Repeat every entry in the listing below, exactly.

++++++++

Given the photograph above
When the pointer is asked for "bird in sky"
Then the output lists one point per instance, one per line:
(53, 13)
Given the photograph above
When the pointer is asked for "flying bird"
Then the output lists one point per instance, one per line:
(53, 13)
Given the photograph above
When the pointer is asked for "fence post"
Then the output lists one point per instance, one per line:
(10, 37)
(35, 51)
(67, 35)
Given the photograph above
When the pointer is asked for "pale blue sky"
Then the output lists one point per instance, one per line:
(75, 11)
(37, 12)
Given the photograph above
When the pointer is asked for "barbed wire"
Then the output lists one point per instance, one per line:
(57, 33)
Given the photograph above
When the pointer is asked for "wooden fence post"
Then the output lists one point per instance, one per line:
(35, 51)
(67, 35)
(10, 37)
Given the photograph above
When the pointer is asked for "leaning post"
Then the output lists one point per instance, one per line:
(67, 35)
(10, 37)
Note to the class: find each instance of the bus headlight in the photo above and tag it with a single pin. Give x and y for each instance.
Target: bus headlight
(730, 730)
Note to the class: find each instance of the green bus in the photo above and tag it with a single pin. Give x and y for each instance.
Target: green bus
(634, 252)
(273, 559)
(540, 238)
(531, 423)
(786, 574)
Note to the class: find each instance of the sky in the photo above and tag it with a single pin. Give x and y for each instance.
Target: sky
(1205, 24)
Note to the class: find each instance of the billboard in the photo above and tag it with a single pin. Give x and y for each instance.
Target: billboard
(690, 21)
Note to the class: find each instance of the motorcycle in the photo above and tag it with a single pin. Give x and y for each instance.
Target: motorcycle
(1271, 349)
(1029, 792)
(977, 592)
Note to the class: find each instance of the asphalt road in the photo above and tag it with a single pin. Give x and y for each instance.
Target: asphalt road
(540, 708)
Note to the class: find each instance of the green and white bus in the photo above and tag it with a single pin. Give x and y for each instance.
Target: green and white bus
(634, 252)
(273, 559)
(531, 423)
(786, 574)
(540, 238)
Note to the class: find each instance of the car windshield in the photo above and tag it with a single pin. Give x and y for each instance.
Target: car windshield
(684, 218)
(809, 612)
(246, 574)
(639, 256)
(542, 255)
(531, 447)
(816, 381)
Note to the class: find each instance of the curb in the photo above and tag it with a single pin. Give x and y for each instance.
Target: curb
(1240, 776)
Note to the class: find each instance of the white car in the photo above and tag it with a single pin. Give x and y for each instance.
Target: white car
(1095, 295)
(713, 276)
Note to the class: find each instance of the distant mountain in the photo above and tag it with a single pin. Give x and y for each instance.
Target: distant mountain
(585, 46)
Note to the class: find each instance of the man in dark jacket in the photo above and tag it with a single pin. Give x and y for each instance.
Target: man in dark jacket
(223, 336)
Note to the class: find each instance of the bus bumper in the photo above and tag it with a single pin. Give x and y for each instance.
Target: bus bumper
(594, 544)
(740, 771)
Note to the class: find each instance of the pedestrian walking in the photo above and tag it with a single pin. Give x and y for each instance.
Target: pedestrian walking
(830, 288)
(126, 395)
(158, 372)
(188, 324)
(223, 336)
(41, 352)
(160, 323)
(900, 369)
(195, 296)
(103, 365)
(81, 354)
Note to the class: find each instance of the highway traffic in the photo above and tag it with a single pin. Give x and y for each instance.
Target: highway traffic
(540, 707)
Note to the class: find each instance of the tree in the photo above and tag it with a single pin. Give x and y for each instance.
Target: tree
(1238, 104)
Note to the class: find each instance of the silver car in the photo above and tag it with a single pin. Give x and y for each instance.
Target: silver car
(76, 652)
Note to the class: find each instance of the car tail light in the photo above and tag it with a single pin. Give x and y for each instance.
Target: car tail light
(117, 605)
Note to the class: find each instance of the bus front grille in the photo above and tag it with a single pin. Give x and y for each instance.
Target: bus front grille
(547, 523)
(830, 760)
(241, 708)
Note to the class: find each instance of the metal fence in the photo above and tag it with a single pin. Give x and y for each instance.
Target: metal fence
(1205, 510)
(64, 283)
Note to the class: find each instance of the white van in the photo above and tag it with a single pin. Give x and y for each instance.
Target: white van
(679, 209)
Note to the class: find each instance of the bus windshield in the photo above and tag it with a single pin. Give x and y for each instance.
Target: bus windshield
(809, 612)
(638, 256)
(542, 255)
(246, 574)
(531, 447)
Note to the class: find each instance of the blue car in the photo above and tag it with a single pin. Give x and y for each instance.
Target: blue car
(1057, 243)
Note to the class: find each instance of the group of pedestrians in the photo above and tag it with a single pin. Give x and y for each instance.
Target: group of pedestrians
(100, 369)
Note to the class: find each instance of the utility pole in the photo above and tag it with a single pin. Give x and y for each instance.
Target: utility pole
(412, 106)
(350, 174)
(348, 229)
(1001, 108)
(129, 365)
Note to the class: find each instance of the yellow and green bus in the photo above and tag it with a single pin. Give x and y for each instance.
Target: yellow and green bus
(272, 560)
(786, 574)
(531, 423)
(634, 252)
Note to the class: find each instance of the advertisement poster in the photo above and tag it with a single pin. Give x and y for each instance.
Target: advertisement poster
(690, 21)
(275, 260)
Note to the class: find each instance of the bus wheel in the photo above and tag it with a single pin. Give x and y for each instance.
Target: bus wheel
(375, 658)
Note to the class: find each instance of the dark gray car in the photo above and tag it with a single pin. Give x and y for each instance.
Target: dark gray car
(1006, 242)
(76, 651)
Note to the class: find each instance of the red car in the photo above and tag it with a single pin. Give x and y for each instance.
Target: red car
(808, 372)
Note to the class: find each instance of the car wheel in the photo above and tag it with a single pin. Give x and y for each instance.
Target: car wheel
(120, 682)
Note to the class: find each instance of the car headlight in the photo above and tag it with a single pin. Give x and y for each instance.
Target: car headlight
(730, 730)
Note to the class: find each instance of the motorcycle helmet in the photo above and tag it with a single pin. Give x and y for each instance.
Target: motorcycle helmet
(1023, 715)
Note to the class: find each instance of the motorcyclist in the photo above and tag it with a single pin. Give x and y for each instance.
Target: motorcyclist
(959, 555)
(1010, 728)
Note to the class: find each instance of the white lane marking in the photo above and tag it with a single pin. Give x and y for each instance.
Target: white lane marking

++++++++

Completed task:
Given the photograph above
When the pointer is asked for "bird in sky"
Then the output lists one point per instance, one per line:
(53, 13)
Given the photograph above
When the pointer is asked for "flying bird"
Then the output lists one point per instance, one per line:
(53, 13)
Given the photograph above
When the pointer is asked for "fence post"
Then the output lists one point per instance, one per line:
(10, 37)
(35, 51)
(67, 35)
Given the photograph above
When the pointer is asked for "pale blue sky"
Then the output lists one point per instance, one per line:
(75, 11)
(37, 12)
Given the photograph above
When the pointer is asked for "barbed wire"
Then the output lists one point per instance, one per line:
(57, 33)
Given the photograph above
When the pointer is asked for "wooden fence post"
Then the output lists one point per instance, one per line:
(35, 51)
(67, 35)
(10, 37)
Given the photograph above
When the pointer is asked for "leaning post"
Then the output lists one point per instance, one per line:
(67, 35)
(10, 37)
Note to the class: find each instance of the bus headlight in the photo above and tag it with a single pin. Give x and y for each instance.
Target: bus headlight
(730, 730)
Note to the class: find each instance of the green bus in the photo above and tag it with a single pin. Give x and y for each instance.
Target: green bus
(634, 252)
(273, 559)
(540, 238)
(531, 423)
(786, 574)
Note to the class: find each instance of the sky in the photo above and tag it with a single pin. Give x and y for each instance.
Target: sky
(1205, 24)
Note to the class: find each instance of the billboard in the photo above and tag it with a single pin. Give x and y for each instance.
Target: billboard
(690, 21)
Note to the class: find each instance of the motorcycle in the photo above and tag it with a single pin. Give x and y for each instance.
Target: motorcycle
(1271, 349)
(1029, 792)
(977, 592)
Note to the class: find each instance of the asphalt road in the photo above and tag it with a single pin. Give x and y for each instance.
Target: asphalt road
(540, 708)
Note to the class: find each instance of the green and white bus in the photo above and tag it with a single pin. Give x and y for each instance.
Target: green and white bus
(634, 252)
(273, 559)
(531, 423)
(786, 574)
(540, 238)
Note to the class: find each instance of the car windshield in the photo above and tag it with a single pin. Give x and y for each instance.
Target: car windshield
(684, 218)
(809, 612)
(246, 574)
(639, 256)
(542, 255)
(531, 447)
(816, 381)
Note to the class: find each instance of the curb in the photo above and tag it with a single pin. Give x and y for each instance.
Target: curb
(1240, 776)
Note to the class: find each instance of the white car in the photo above and tag it with a single pin. Give x and y for each instance.
Target: white car
(1095, 295)
(713, 276)
Note to the class: find each instance of the distant mountain in the photo above and tag it with a single pin. Give x and y for each instance.
Target: distant mountain
(585, 46)
Note to the class: find each instance of the man in dark jacket in the photo above and tag it with a single pin. Give x and y for each instance.
Target: man in dark jacket
(223, 336)
Note to the class: find each instance of the bus bumper in the photo above and tag it with a single pin. Give x and y for each instance.
Target: bus bumper
(594, 544)
(740, 771)
Note to the class: find each instance of the pedestrian walking in the photo above and tag it with a single pin. Give x and y for each instance.
Target: pedestrian walking
(830, 288)
(126, 395)
(158, 372)
(188, 324)
(223, 336)
(41, 352)
(160, 323)
(900, 369)
(195, 296)
(103, 365)
(81, 354)
Note to the class: find each instance of the highway traffic in the photo above and tag it with a single pin. Give x and y for each instance.
Target: highway traffic
(540, 707)
Note to the class: find each instance of the tree in the photo above and tag it with a single pin. Give x and y for each instance.
Target: tree
(1238, 104)
Note to the class: find each instance of the silver car in the photo above and tag it with a single pin. Give x and y for each instance.
Target: silver car
(76, 652)
Note to the class: find each instance of the car tail light in the photo above and tag it with a single pin. Give x and y for each instance.
Target: car tail light
(117, 605)
Note to the class: find each instance of the bus front grille in the photo above and tag it with a single pin. Give x and y for each instance.
Target: bus front grille
(547, 523)
(830, 760)
(241, 708)
Note to the class: find each instance of the metal fence in the photo above and tag it with a single pin. Give x and y for each instance.
Target: metal fence
(1205, 510)
(64, 283)
Note to the class: find each instance of the white van in the photo above and tag it with a single pin. Give x and y for each instance.
Target: white van
(679, 209)
Note to the class: find each instance of the bus windshield in the photo above and tag it with a single pin. Give x and y for each instance.
Target: bus windshield
(809, 612)
(638, 256)
(542, 255)
(246, 574)
(531, 447)
Note to the class: find each instance of the blue car in the photo above and tag it with a single pin. Give x and y for each instance.
Target: blue car
(1057, 243)
Note to the class: find each instance of the group of pedestrians in the photo above and tag it with a single pin. Give x and y for each instance.
Target: group of pedestrians
(100, 369)
Note to the class: find each instance of the utility pole in the photo above and tag it with a single pin. Give x and y for each instance.
Target: utility pole
(412, 106)
(350, 174)
(348, 229)
(1001, 108)
(129, 365)
Note to the class: find each instance of the yellow and green bus in the photo above and tag it with a single pin. Give x and y for each instance.
Target: yellow and green bus
(272, 560)
(786, 574)
(531, 423)
(634, 252)
Note to the class: find each instance of the advertisement poster in the photo above and tag it with a single pin. Give x and y for each instance.
Target: advertisement poster
(690, 21)
(275, 260)
Note to the class: find each instance of the bus wheel in the photo above and tag it with a single pin. Give x and y for each instance.
Target: bus wheel
(375, 658)
Note to the class: find each instance of the dark gray car in the photo above and tag it with a single pin. Give x and y for each instance.
Target: dark gray car
(1006, 242)
(76, 651)
Note to the class: find each instance of the red car in the photo above and tag it with a single pin. Give x and y for each instance.
Target: red car
(808, 372)
Note to the class: find each instance of the car wheel in the photo above and tag it with a single pin. Give x and y for each instance.
Target: car wheel
(120, 682)
Note to the class: find each instance of the car headlight in the photo above and tag it with a single pin. Give x and y for each instance.
Target: car headlight
(730, 730)
Note to the class: find each instance of the motorcycle helmet in the photo above and tag it with a single pin. Give x and y for each instance.
Target: motorcycle helmet
(1023, 715)
Note to the class: find each instance of the motorcyclist in the photo above and tag it with a single pin. Give x and y for each instance.
Target: motorcyclist
(959, 555)
(1010, 728)
Note to the class: find each instance of the white lane marking in the photo above and tag it with a single pin. Give x and y for each instance.
Target: white lane marking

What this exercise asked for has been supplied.